* [THE PROBLEM]
Your task is to repeat exactly the lines below between the line holding "Target: hanging sign" and the line holding "like [[337, 229]].", inclusive, and only those.

* [DATA FOR THIS TASK]
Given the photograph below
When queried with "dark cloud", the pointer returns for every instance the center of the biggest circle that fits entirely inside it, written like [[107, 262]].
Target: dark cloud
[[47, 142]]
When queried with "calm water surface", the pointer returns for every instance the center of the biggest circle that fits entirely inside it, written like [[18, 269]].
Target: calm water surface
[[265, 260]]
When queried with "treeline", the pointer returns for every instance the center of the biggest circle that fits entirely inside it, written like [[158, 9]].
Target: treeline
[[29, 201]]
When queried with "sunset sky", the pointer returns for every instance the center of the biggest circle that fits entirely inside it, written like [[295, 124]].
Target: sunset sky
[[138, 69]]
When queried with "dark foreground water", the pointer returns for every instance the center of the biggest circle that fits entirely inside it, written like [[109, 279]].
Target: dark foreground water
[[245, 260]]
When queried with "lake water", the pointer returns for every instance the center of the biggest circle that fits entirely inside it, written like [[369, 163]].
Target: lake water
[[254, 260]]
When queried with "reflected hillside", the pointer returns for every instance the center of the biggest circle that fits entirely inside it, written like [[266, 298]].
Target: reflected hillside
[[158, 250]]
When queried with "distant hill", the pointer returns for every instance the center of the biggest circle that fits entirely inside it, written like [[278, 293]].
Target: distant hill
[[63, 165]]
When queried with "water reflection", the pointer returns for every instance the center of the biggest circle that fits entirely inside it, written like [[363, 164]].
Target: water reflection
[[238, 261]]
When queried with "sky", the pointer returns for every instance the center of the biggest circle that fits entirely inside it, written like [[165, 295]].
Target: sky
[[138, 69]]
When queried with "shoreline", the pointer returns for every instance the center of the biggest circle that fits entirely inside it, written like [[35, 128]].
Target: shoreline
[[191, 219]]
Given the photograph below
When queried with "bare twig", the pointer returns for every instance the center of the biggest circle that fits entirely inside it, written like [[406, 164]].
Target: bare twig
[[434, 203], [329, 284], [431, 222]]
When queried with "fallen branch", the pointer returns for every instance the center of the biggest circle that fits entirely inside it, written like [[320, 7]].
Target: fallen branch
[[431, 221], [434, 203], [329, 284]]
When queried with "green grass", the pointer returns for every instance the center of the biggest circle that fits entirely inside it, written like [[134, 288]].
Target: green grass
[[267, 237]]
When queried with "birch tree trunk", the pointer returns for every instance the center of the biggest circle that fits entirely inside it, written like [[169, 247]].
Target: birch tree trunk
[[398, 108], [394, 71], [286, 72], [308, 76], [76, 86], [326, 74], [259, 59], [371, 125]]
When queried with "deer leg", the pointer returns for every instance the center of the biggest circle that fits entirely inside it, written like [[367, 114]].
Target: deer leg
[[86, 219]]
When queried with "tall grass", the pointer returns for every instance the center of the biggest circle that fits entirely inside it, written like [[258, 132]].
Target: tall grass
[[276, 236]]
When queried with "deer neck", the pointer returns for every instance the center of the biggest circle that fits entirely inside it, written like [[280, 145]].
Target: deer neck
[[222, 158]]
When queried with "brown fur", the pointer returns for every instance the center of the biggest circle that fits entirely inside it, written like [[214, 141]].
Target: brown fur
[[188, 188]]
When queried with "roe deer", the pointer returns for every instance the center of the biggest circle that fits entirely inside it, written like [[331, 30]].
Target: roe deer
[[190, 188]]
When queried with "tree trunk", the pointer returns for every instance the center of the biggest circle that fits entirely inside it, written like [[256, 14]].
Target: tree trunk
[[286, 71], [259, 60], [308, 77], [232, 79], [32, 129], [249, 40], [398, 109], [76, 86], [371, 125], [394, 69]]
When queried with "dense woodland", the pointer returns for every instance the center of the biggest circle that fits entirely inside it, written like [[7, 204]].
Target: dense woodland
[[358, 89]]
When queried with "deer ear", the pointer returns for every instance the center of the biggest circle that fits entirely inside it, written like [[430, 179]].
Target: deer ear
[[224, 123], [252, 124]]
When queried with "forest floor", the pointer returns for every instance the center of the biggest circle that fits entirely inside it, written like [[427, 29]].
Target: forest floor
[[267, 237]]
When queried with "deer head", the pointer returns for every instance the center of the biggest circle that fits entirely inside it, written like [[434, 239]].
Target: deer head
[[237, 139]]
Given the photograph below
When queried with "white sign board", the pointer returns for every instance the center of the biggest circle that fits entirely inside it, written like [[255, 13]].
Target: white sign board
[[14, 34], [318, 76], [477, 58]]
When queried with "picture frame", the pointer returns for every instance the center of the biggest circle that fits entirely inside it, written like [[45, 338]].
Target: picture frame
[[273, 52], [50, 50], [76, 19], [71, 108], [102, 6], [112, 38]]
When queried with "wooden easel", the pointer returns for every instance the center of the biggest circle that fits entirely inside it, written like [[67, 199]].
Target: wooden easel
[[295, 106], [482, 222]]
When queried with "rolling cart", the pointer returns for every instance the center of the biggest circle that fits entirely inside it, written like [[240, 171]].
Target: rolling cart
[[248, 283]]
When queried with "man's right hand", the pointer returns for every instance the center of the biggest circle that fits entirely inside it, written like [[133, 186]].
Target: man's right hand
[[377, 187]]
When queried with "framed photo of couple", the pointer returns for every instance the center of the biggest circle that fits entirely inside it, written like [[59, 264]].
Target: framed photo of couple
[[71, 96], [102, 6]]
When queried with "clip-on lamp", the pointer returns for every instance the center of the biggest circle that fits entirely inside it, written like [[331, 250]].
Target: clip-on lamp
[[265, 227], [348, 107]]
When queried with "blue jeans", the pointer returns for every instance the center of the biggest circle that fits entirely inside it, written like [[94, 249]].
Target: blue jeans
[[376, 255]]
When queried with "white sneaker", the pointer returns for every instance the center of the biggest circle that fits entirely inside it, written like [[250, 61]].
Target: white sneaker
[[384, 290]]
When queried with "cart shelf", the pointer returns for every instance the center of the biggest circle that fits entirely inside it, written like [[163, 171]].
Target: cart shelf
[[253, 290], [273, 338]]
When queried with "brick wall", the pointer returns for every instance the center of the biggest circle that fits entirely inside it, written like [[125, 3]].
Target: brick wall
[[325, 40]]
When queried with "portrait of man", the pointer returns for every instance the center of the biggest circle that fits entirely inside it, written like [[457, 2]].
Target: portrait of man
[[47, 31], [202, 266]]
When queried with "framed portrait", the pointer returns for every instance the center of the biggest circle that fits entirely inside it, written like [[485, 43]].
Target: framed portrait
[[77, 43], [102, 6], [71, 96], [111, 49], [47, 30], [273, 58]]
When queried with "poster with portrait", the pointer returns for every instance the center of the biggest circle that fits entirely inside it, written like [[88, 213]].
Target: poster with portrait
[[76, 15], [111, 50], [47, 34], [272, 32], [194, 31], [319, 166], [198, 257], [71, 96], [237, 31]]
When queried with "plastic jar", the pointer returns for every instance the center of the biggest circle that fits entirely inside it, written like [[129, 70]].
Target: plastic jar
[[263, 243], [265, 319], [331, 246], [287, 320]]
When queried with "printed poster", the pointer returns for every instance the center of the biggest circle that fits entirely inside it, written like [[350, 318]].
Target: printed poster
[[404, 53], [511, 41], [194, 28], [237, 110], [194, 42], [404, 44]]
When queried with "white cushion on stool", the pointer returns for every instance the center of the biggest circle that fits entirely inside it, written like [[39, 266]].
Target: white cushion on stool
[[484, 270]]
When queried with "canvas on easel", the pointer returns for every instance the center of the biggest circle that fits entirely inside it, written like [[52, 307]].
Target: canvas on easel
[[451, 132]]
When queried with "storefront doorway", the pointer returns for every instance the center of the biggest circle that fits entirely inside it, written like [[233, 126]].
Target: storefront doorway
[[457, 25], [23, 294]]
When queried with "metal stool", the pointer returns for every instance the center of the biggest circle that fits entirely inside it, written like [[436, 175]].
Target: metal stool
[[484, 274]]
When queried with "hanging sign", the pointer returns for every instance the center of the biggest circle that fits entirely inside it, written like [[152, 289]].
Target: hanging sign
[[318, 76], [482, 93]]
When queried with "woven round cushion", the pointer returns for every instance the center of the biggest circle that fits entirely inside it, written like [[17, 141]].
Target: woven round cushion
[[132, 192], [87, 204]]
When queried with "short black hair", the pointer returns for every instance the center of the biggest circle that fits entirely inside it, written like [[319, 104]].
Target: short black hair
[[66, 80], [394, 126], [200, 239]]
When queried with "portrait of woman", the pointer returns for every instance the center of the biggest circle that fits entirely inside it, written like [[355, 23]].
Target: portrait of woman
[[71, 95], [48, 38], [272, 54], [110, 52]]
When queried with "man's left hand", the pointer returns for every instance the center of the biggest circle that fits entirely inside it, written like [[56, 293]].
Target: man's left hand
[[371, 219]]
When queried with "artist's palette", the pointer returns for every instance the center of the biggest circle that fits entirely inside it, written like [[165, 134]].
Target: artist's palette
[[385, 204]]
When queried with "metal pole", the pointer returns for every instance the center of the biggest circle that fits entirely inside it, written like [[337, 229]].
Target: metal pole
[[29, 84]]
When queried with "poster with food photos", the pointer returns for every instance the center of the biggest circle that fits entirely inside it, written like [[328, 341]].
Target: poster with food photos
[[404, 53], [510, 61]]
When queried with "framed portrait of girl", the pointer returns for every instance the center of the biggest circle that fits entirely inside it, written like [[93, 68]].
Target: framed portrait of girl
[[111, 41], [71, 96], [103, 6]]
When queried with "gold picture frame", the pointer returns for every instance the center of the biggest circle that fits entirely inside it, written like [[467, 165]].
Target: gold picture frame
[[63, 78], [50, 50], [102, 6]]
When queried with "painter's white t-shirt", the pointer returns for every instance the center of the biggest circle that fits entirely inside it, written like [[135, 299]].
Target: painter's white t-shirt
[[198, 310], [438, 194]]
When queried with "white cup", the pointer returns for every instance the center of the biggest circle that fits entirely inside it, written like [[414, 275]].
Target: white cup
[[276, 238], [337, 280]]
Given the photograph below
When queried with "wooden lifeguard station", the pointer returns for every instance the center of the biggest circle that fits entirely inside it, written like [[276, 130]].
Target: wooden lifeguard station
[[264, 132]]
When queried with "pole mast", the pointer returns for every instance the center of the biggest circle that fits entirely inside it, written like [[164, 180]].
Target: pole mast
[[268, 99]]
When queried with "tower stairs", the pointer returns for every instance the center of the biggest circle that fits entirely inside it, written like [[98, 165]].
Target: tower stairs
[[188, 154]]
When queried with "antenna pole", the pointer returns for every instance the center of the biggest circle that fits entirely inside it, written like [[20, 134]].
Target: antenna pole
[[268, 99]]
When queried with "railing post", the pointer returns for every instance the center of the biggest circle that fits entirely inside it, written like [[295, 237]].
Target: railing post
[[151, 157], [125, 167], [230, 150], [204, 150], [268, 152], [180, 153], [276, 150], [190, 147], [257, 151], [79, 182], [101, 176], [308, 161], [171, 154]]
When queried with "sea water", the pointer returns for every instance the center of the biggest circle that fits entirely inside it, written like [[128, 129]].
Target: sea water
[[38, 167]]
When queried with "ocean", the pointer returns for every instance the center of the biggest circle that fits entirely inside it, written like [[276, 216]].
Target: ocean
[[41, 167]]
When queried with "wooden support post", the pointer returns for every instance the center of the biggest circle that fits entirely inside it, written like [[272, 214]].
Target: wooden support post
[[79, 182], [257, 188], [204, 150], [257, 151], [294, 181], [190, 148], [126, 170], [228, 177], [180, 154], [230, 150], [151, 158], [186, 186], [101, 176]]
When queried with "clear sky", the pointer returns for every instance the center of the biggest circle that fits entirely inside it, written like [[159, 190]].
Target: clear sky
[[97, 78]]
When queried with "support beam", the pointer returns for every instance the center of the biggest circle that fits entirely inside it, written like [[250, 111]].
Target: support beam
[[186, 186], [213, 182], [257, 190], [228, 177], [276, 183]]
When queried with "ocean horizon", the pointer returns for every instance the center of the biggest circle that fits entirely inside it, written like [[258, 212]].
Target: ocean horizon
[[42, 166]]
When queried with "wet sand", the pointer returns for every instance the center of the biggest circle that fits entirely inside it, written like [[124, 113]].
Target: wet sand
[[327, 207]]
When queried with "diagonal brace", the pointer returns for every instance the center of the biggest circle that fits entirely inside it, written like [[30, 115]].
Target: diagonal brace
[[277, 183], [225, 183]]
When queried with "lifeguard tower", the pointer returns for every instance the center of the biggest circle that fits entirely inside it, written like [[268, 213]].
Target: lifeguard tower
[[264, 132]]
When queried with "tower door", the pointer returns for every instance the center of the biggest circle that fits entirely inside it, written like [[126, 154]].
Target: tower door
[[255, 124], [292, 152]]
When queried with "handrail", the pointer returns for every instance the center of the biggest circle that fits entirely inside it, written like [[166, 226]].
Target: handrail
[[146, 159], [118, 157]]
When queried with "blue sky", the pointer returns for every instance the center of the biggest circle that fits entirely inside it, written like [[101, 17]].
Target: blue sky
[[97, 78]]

* [SOLUTION TO THIS TASK]
Target: hanging sign
[[318, 76], [482, 93]]
When queried with "woven round cushion", the pointer returns for every instance the center of the biggest circle that fits entirely inside it, written like [[17, 141]].
Target: woven round cushion
[[132, 192], [87, 204]]
When queried with "short black hair", the pointer returns for every instance the center of the biggest circle that fits entirely inside it, written like [[319, 104]].
Target: short black hair
[[66, 80], [394, 126], [200, 239]]
When queried with "portrait of woman", the pointer returns for every instance the center of the biggest circle that fits entirely inside it, written like [[355, 23]].
Target: portrait of woman
[[71, 95], [48, 38], [272, 54], [110, 52]]
When queried with "man's left hand", the pointer returns for every instance the center of the biggest circle that fits entirely inside it, written like [[56, 293]].
Target: man's left hand
[[371, 219]]
When queried with "artist's palette", the pointer returns for every instance the center of the biggest circle that fits entirely inside it, written like [[165, 134]].
Target: artist's palette
[[385, 204]]
When queried with "metal pole", the pointer returns for every instance the center of the biggest circle that fits entirely inside it, written like [[337, 229]].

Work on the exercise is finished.